With reference to Hans Fuchs’ categories of the role of narrative in science ( on this website), we will present an example for the use of narrative about science as well as narrative for science. The story was modified for primary school according to Kieran Egan’s (1997) stages of evolution of the human mind. We will use student data to illustrate narrative meaning making processes in the classroom and make a case for the use of student narratives as a stepping-stone to understanding biology


Bruner, J.S. (1990). Acts of meaning. Cambridge, MA: Harvard University Press.

Darwin, C. (1872). On the origin of species by means of natural selection. 6th ed. London: John Murray.

Echterhoff, G. & J. Straub (2003, 2004). Narrative Psychologie: Facetten eines Forschungsprogramms. In: Handlung–Kultur–Interpretation, 12 (2) and 13 (1).

Egan K., 1997. The educated mind: How cognitive tools shape our understanding, Chicago, Ill., University of Chicago Press

Mayr, E. (2004). What Makes Biology Unique? Considerations on the Autonomy of a Scientific Discipline. Cambridge: Cambridge University Press. 2004.

Norris, S. P., Guilbert, S., Smith, M. L., Hakimelahi, S., & Phillips, L. M. (2005). A theoretical framework for narrative explanation in science. Science Education 89 (4), 535-563.


Abstract


Federico Corni

Narrative in Science Education for Teacher Training

Session 5


A narrative approach to science that considers narrative to be intrinsic rather than external to science requires the discipline to be rethought or reordered. In the last five years, I have developed a physics course for students of the master degree in Primary Education at the Department of Education and Humanities of the University of Modena and Reggio Emilia. The course has recently been taught at the universities of Verona and Bolzano, as well. It makes use of figures of mind that are found in both everyday and scientific conceptualizations of natural processes. The approach to science is informed by what we have learned from cognitive linguistics. Specifically, it is a rendering of the concept of force of nature as (1) a metaphoric network and (2) an element of stories (Fuchs).

##############################

» **PROBLEMS AND TASKS**:
A - Answer these questions about the text on narrative in science education:
(i) Whose stages of evolution of the human mind guided the modification of the story for primary school?
(ii) Besides Modena and Reggio Emilia, at which universities has the physics course recently been taught?
(iii) Under which session number is Federico Corni's abstract listed?
B - Write the next part of the text on narrative in science education, picking up after its final sentence.
The data from here on are separate material and not part of the text on narrative in science education.

» **EXERCISE DATA**:

##############################

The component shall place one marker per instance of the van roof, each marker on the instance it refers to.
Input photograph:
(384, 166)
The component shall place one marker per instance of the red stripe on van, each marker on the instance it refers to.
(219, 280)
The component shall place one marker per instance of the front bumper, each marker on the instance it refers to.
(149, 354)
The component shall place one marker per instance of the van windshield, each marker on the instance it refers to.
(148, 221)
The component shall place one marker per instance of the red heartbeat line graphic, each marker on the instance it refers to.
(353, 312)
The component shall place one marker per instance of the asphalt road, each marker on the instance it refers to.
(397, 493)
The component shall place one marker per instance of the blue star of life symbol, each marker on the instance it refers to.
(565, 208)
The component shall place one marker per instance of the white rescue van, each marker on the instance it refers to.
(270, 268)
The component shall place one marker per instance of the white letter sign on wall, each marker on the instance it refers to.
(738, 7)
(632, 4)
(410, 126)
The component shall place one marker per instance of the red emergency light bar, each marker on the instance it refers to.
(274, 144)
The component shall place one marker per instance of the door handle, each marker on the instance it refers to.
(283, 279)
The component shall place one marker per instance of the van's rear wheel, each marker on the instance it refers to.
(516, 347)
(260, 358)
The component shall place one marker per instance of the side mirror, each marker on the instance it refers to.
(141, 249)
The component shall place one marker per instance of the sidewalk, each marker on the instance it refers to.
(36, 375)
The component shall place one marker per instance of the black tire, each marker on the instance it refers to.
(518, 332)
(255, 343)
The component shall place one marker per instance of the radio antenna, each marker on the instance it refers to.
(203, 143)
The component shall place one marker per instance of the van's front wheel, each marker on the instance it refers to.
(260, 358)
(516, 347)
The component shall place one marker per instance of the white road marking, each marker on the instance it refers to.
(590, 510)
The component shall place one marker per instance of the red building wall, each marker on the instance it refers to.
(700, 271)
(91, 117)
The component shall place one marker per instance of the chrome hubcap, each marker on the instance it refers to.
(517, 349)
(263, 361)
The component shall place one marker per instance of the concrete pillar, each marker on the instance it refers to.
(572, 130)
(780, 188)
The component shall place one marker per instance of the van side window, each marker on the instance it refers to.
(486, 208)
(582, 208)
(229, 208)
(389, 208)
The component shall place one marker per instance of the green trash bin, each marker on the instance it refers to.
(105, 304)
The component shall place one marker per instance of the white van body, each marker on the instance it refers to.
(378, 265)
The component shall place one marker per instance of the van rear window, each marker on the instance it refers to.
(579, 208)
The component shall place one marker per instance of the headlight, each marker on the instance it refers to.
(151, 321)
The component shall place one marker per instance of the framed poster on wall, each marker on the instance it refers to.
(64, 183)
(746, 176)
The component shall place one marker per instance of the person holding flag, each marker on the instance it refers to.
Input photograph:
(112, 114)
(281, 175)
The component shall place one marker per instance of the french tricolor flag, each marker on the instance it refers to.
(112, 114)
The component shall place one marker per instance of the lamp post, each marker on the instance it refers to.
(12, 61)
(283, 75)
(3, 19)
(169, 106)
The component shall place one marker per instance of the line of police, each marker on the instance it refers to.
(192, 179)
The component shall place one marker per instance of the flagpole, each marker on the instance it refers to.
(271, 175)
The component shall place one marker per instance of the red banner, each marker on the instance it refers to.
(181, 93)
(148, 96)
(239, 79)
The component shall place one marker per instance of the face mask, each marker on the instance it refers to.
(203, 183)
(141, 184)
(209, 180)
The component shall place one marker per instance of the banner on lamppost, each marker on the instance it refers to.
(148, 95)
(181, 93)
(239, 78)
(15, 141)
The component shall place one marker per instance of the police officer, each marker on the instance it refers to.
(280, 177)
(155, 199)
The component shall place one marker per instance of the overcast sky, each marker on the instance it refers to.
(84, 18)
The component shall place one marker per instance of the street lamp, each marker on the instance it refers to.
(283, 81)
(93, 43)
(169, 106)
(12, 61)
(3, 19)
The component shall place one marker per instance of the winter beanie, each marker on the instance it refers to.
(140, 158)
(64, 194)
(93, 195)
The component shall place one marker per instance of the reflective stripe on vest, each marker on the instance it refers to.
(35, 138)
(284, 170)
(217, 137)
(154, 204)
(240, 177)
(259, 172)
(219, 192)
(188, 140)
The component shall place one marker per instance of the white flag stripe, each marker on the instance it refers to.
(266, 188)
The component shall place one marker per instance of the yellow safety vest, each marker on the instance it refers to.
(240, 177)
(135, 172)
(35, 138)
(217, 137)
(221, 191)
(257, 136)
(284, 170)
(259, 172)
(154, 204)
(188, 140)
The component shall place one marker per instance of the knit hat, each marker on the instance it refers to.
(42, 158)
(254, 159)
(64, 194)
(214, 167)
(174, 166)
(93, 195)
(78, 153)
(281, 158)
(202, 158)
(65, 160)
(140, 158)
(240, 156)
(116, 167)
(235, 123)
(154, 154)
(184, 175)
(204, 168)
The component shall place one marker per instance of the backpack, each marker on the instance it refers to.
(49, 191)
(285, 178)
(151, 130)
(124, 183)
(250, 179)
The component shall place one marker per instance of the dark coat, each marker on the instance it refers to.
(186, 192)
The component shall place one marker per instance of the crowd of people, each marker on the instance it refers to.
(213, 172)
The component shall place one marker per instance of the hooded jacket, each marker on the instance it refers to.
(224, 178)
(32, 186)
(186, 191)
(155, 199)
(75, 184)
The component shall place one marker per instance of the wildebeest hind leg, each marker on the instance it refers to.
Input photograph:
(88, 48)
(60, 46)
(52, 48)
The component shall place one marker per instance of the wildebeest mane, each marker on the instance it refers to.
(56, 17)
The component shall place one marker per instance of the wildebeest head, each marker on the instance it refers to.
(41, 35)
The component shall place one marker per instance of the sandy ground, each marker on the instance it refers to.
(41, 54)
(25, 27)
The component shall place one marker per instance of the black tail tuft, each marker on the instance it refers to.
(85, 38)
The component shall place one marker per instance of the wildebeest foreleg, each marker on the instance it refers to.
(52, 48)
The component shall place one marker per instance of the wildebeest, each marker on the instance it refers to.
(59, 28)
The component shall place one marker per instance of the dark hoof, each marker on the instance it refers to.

##############################

» **EXERCISE RESPONSES**:
A -
(i) Kieran Egan's (1997)
(ii) Verona and Bolzano
(iii) Session 5

B -
Over the years, the course has changed, but stories have always been present as a topic in lectures and as a challenge for students in preparation of the final exam or as products of a story-writing laboratory activity. After an introduction to the theory of stories, students perform linguistic analyses—during class discussion—of some existing stories in terms of embedded metaphors that are elements of the concept of force of nature. After this, teams of students have to create an original story (of forces of nature); analyze, review and correct the story helped by discussions with their colleagues and with the teacher; design a didactical pathway centered upon the story (with guidelines for the user and activities to be proposed to children such games, plays, drawings, experiences, simple experiments, discussions, etc.). Students react positively to this kind of activity and, in general, produce stories of high quality.

In my contribution, I will discuss the issue of narrative in science by using an example of a story developed by a student.


Abstract


Elisabeth Dumont

From forces of nature to physics of dynamical systems

Session 5


We will present our natural science course which we teach at the School of Engineering in Winterthur. We will show how the concept of forces of nature is transformed into an integrated science course on dynamical systems theory in physics, chemistry, biology, and technology. The course employs a well-defined form of analogical reasoning. It uses analogical mappings suggested by the conceptual integration network we have identified for fluids, electricity, heat, chemistry, and motion. We will discuss briefly in what sense modeling and simulation employed in this course may be related to narrative.